Please rewrite the items from the line containing "neck, giving x and y for each instance?" through the end of the items, substituting "shirt" for "jersey" and keeping everything else unchanged.
## begin
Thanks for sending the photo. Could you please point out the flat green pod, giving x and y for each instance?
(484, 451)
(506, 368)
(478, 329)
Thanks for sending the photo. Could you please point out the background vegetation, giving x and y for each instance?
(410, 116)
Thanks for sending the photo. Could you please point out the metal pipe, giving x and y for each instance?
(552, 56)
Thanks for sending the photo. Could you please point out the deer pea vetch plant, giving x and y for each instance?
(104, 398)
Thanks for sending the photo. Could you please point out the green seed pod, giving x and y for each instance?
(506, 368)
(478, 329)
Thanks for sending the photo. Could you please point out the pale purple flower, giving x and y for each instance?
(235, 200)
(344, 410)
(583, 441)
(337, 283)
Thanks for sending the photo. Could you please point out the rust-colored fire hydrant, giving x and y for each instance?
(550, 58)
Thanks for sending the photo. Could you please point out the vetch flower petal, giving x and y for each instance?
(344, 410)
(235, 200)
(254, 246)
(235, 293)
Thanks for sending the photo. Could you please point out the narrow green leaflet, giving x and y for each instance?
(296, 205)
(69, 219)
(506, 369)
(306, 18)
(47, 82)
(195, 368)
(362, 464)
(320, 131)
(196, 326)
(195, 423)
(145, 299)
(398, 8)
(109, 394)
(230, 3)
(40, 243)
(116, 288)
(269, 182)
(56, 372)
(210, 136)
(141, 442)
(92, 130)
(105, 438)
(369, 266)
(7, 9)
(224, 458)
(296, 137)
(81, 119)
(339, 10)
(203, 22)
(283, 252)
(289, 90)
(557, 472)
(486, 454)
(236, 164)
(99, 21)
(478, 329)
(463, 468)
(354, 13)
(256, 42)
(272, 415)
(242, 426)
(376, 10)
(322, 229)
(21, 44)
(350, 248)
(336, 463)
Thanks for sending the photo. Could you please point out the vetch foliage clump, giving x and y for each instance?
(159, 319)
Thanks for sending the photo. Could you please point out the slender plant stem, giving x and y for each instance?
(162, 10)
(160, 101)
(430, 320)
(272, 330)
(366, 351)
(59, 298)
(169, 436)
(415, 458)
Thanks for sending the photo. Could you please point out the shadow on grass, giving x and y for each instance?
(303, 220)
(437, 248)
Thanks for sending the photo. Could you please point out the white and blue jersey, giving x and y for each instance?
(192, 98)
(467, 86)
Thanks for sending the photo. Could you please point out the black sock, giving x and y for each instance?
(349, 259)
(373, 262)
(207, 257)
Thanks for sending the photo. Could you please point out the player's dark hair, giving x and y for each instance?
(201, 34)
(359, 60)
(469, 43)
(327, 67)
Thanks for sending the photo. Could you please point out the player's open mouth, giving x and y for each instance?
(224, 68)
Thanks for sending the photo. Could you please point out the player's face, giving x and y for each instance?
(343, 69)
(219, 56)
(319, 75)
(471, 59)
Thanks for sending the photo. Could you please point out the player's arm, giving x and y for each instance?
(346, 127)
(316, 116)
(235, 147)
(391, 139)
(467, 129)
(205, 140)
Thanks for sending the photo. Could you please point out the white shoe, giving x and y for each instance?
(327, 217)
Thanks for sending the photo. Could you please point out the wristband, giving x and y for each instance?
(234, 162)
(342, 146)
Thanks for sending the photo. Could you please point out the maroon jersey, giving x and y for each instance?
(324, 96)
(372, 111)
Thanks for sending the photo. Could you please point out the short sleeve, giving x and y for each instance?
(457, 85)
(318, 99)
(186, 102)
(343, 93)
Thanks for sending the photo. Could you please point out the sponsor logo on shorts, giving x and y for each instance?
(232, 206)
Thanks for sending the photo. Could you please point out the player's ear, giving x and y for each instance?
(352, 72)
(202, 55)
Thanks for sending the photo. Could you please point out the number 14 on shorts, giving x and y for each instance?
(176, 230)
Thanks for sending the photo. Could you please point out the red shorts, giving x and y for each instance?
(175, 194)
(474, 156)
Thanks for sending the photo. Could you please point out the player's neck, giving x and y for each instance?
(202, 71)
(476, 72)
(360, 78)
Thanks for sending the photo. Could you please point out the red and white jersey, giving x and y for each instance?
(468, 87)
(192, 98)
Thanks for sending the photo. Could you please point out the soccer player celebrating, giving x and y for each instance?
## end
* Answer to this task *
Thanks for sending the photo. Could you please point out the player's neck, giving x and y for each instance?
(202, 71)
(476, 72)
(360, 78)
Thanks for sending the photo. Could you please point out the red and white shirt, giving x and y for each instance?
(468, 87)
(192, 98)
Thanks for sending the photo. Could you please point out the soccer player celebrating, giving x and y for each instance?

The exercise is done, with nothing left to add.